Source:

= = =

A small practical guide to Message queues using BullMQ and Node.js

Akshay Jain
8 min readApr 12, 2023

--

Introduction of the problem statement

So consider you have two microservices Microservice A and Microservice B. Very often you come across use cases where service A needs to call service B. In a real life example it can be your User service calls the Email service to send a welcome email when the user signs up.

Simple Architecture in Ideal Case

So what happens when Email Service fails or is irresponsive for a while? If your error handling is fine, the client will still be able to signup without the API breaking from the client’s end, but will not receive the email, since the Email service was down at the time of the API Call.

Trust me such problems of irresponsive services are NOT as rare as you think.

Failed Scenario

What could be the cause of the Email Service failing? Well many, maybe the bill of the email service provider such as AWS SES isn’t paid. Maybe a new commit in code broke the service or a dev-ops issue.

However, your business still requires you to send an email when a user registers at all times (maybe that email contains some important data), and that non-negotiable.

My point is in distributed systems often the failure of some services (or as some call it node etc.) is not an alien event but often the norm for reasons that may or may not be in our control. In many cases, you’d want the system to be consistent in some form.

So how would you save your job? Well, there are many approaches to solving this problem let’s look at one called Message Queues.

What are Message Queues then?

By a simplified definition

Message queues are a type of asynchronous communication protocol used in computer systems, where one application can send a message to another application, which is then stored in a queue until the recipient application retrieves and processes it.

If you have a hard time understanding from definition, let’s figure it out from an example.

What would the code before message queues would look like?

(Don’t worry about copying code, I have given a GitHub repo at the end)

Initial Code for Microservice A (User Service)
Initial Bare bone code for Microservice B (Email Service)

In case the request to POST : http://microserviceB/send-email fails and throws an error, even if you handled the error, the request will be lost.

So what can we do here? Well, the idea is to push the request into an external data structure, a Queue in our case.

The service making the request will enqueue the data in the queue and the service receives the request dequeues data from queue whenever it is available and performs the task based on data in the queue.

Read the above paragraph again, the idea is to keep data in the queue and consume it only if the required service (Email service) in our case is available.

The architecture looks as follows

The Architecture with queue, the producer being the user service and the consumer being the email service.

Hmm.. so this makes sense right? You push the message in queue (message producing service can be called as a producer), it will stay the queue unless any service is available that requires data from queue. (subscriber in our case).

As you can see message queues allow messages to be sent and received without requiring both services being active and available at the same time, thus they are called asynchronous communication protocol. (Go back to definition, in case you didn’t get it the first time. It’ll make much more sense now)

Implementation of Message Queue in node.js using BullMQ

There are many implementations of message queues available such as RabbitMQ, Amazon SQS, BullMQ, etc. For our example, we’ll be using BullMQ.

= = =

Provided material:
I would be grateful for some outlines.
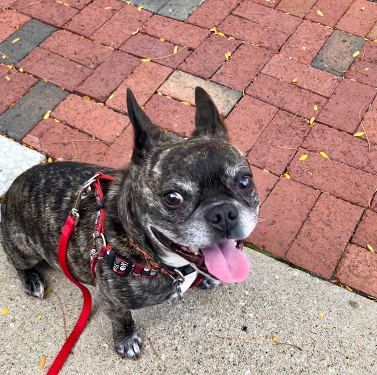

= = =

Task objective: Quote the BullMQ guide word for word, everything from "Introduction of the" down to "user signs up.". The material comes from a different source than the BullMQ guide.

Written answer:
Introduction of the problem statement

So consider you have two microservices Microservice A and Microservice B. Very often you come across use cases where service A needs to call service B. In a real life example it can be your User service calls the Email service to send a welcome email when the user signs up.